| Task objective |
Retype the full set of data, character for character.

| Extracted information |
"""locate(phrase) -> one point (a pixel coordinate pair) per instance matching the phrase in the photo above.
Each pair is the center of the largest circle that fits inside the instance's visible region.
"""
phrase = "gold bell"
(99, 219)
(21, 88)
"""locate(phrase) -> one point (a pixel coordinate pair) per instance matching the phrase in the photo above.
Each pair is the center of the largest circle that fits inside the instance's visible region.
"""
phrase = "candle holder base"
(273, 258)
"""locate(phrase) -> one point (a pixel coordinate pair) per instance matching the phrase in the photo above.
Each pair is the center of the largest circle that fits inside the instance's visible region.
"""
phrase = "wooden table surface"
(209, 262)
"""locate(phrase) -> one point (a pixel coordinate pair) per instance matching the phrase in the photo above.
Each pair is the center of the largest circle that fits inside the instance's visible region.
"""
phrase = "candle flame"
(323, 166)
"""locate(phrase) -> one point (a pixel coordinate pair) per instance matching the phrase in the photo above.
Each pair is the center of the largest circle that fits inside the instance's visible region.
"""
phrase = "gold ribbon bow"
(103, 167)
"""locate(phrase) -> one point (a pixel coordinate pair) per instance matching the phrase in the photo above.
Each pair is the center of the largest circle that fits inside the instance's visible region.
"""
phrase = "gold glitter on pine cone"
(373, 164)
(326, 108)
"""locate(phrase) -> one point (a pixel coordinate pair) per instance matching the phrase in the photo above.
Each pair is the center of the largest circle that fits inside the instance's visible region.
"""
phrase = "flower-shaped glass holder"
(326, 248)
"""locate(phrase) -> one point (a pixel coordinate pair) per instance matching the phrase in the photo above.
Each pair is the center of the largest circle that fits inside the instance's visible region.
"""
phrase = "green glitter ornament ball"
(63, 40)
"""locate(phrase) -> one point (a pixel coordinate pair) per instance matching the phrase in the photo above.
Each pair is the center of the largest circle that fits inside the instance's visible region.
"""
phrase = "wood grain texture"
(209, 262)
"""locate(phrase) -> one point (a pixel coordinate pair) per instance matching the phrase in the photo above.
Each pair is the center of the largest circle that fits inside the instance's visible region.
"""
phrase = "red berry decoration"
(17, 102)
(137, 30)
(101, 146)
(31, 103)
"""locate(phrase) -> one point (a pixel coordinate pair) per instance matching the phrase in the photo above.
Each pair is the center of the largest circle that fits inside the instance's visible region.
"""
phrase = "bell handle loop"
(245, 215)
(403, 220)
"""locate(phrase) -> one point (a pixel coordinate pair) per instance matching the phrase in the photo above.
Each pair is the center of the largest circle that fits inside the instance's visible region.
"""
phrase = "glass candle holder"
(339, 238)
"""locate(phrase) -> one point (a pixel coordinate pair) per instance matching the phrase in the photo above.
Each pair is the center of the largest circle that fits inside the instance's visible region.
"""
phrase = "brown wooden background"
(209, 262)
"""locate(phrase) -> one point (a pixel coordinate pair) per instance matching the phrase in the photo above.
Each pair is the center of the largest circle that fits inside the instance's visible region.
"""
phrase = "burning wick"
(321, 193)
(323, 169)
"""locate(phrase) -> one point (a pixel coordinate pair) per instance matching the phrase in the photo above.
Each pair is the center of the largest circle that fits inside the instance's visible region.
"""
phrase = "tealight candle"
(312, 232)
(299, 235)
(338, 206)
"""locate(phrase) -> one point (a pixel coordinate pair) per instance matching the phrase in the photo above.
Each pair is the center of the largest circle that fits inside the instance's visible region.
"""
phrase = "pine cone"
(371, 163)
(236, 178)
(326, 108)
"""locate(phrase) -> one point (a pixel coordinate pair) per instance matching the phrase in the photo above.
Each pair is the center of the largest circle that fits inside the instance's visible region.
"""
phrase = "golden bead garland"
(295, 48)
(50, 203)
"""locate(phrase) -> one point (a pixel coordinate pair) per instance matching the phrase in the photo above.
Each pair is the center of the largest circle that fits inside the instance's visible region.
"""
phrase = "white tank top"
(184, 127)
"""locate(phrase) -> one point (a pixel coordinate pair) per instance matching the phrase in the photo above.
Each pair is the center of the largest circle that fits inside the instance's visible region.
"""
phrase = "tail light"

| Solution to the problem |
"""locate(phrase) -> one point (a pixel coordinate pair) per instance matching the phrase in the photo above.
Each pair is the center of the largest circle that fits inside the instance's visible region.
"""
phrase = "gold bell"
(99, 219)
(21, 88)
"""locate(phrase) -> one point (a pixel coordinate pair) per instance matching the phrase in the photo above.
Each pair is the center of the largest circle that fits inside the instance's visible region.
"""
phrase = "candle holder base"
(273, 258)
"""locate(phrase) -> one point (a pixel coordinate pair) per instance matching the phrase in the photo above.
Each pair is the center of the largest circle that fits inside the instance's visible region.
"""
phrase = "wooden table surface"
(209, 262)
"""locate(phrase) -> one point (a pixel coordinate pair) per instance matching the phrase in the photo above.
Each pair is the center of the largest circle that fits inside the instance's visible region.
"""
phrase = "candle flame"
(323, 166)
"""locate(phrase) -> one point (a pixel coordinate pair) per instance matching the phrase in the photo above.
Each pair is the center of the largest circle that fits inside the instance's visible region.
"""
phrase = "gold ribbon bow"
(103, 167)
"""locate(phrase) -> one point (a pixel coordinate pair) per instance matching the phrase in the photo above.
Each pair is the center of the largest circle that fits inside the instance's visible region.
"""
phrase = "gold glitter on pine cone"
(373, 164)
(326, 108)
"""locate(phrase) -> one point (a pixel coordinate pair) per instance matching the phrase in the photo above.
Each pair is the center of the largest circle that fits inside the instance's visible region.
"""
phrase = "flower-shaped glass holder"
(326, 248)
"""locate(phrase) -> one point (a pixel coordinate pair) per instance matching the phrase in the photo above.
Each pair is the center of the largest circle that fits inside the instance's visible region.
"""
phrase = "green glitter ornament ball"
(63, 40)
"""locate(phrase) -> one point (a pixel coordinate pair) per instance matching the phrase in the photo above.
Each pair is the center of the largest circle that fits inside the instance's visible region.
"""
phrase = "wood grain texture"
(209, 262)
"""locate(phrase) -> one point (a pixel coordinate pair) per instance matching the phrase in the photo above.
Each pair is the center of the largest circle that fits inside the instance's visible region.
"""
phrase = "red berry decoration"
(17, 102)
(137, 30)
(101, 146)
(31, 103)
"""locate(phrase) -> one point (a pixel coordinate pair) per instance matching the phrase in the photo above.
Each pair is the center of the largest circle that fits inside the instance's visible region.
"""
phrase = "bell handle loop"
(245, 215)
(403, 220)
"""locate(phrase) -> one point (a pixel coordinate pair) per instance matching the phrase in the photo above.
Each pair is the center of the largest circle that fits inside the instance's visible region.
"""
phrase = "glass candle holder"
(339, 238)
"""locate(phrase) -> one point (a pixel coordinate pair) per instance matching the phrase in the photo above.
Each pair is the center of the largest circle that fits inside the instance's visible region.
"""
phrase = "brown wooden background"
(209, 262)
"""locate(phrase) -> one point (a pixel coordinate pair) per instance matching the phrase in the photo above.
Each pair is the center of the largest circle that fits inside the instance's visible region.
"""
phrase = "burning wick"
(321, 193)
(323, 169)
"""locate(phrase) -> one point (a pixel coordinate pair) per instance matching the phrase in the photo above.
Each pair is the center of the largest circle that fits inside the instance's visible region.
"""
phrase = "tealight candle"
(312, 232)
(299, 235)
(338, 206)
"""locate(phrase) -> one point (a pixel coordinate pair) per instance matching the phrase in the photo above.
Each pair is the center of the largest circle that fits inside the instance's visible region.
"""
phrase = "pine cone"
(371, 163)
(236, 178)
(326, 108)
"""locate(phrase) -> one point (a pixel coordinate pair) per instance matching the phrase in the photo above.
Each pair is the center of the largest circle that fits inside the instance's visible region.
"""
phrase = "golden bead garland"
(295, 48)
(50, 203)
"""locate(phrase) -> one point (a pixel coordinate pair) per instance matching the phrase in the photo above.
Each pair is the center of the largest circle that fits inside the instance's visible region.
"""
phrase = "white tank top"
(184, 127)
"""locate(phrase) -> one point (a pixel coordinate pair) per instance matching the phrase in the photo above.
Each pair is the center of the largest circle that fits inside the instance's visible region.
"""
phrase = "tail light"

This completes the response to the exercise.